LESETEXT:

.....

Ursprünglich aus Surinam beschrieben, ist Antichloris eriphia in Südamerika von Ecuador und Kolumbien bis Bolivien, Paraguay und Südost-Brasilien beheimatet. In ihrer Heimat ist sie als Schädling in Bananenplantagen gefürchtet. Wie bei den Bärenspinnern üblich, trägt die Raupe Büschel von langen, weichen, leicht grauen bis weißen Haaren. Erst im letzten Raupenstadium vollzieht sich ein Wechsel zu einer rötlich-braunen Behaarung. Es ist dieses pelzige Erscheinungsbild, das den Bärenspinnern zu ihrem Populärnamen verholfen hat. Die Raupe selbst ist weiß, wobei manchmal das gefressene Pflanzenmaterial grün durchschimmert. Die Verpuppung im hellgelben, weichen Kokon erfolgt an noch unreifen Bananen, aber auch an Indischem Blumenrohr, Wegerichgewächsen sowie an Heliconia latispatha. Der geschlechtsreife Falter fällt durch seine schwarzgrüne, metallisch schillernde Färbung auf.
Seit 1966 wird in den Niederlanden – gleich wie in vielen anderen Ländern der „Alten Welt“ – die gelegentliche Einschleppung mit Bananen dokumentiert. Wie oft dies tatsächlich geschieht, liegt im Dunkeln: Die Bedeutung des Kokons wird wohl meist nicht erkannt, und er wird nach Kauf und Verzehr mit der Bananenschale entsorgt. Dass Bananen mit Kokons bereits im Importlager als „nicht verkaufswürdig“ aussortiert werden, ist ebenfalls denkbar. Und nicht zuletzt wird der Falter oft mit seiner „Zwillingsart“ Antichloris viridis verwechselt, die vergleichsweise häufiger den Weg über den Atlantik bis in die europäischen Geschäfte findet. Können sich die Falter am Ankunftsort bisweilen auch ungestört entwickeln, so sind die hierzulande geschlüpften Schmetterlinge dennoch nicht überlebensfähig. Antichloris eriphia ist im viel zu kühlen Europa nicht etabliert, und daran wird auch der Klimawandel nichts ändern.

.....

GESAMMELTE DATEN:
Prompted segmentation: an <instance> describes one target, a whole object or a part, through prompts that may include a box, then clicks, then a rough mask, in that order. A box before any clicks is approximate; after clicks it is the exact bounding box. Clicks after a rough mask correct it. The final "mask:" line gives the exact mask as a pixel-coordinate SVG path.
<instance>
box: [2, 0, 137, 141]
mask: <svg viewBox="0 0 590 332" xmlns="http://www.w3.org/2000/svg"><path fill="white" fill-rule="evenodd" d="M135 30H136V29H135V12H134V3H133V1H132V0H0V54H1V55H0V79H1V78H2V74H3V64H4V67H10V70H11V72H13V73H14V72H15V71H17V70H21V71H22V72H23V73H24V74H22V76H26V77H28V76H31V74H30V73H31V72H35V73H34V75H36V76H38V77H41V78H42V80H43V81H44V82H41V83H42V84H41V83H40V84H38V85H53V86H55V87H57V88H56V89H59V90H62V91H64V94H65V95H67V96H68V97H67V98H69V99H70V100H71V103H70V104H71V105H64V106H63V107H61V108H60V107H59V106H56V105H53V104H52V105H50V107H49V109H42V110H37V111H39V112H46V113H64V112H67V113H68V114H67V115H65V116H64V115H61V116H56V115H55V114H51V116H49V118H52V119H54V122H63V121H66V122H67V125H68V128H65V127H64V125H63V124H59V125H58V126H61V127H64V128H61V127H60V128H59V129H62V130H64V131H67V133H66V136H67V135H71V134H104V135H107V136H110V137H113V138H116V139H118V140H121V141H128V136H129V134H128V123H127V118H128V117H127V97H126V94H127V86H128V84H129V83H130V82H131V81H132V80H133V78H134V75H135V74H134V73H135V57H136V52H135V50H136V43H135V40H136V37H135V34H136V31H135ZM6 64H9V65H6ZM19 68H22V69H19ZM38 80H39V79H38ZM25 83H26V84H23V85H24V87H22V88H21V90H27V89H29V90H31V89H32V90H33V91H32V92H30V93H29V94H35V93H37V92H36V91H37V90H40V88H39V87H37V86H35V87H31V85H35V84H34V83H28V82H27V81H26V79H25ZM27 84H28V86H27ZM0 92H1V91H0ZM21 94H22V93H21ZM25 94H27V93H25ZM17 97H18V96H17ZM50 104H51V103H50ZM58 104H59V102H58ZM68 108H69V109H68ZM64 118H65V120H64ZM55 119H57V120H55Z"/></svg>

.....

ZIEL DER AUFGABE: Seit wann wird laut dem Lesetext in den Niederlanden die gelegentliche Einschleppung von Antichloris eriphia mit Bananen dokumentiert?

LÖSUNG DER AUFGABE: Seit 1966.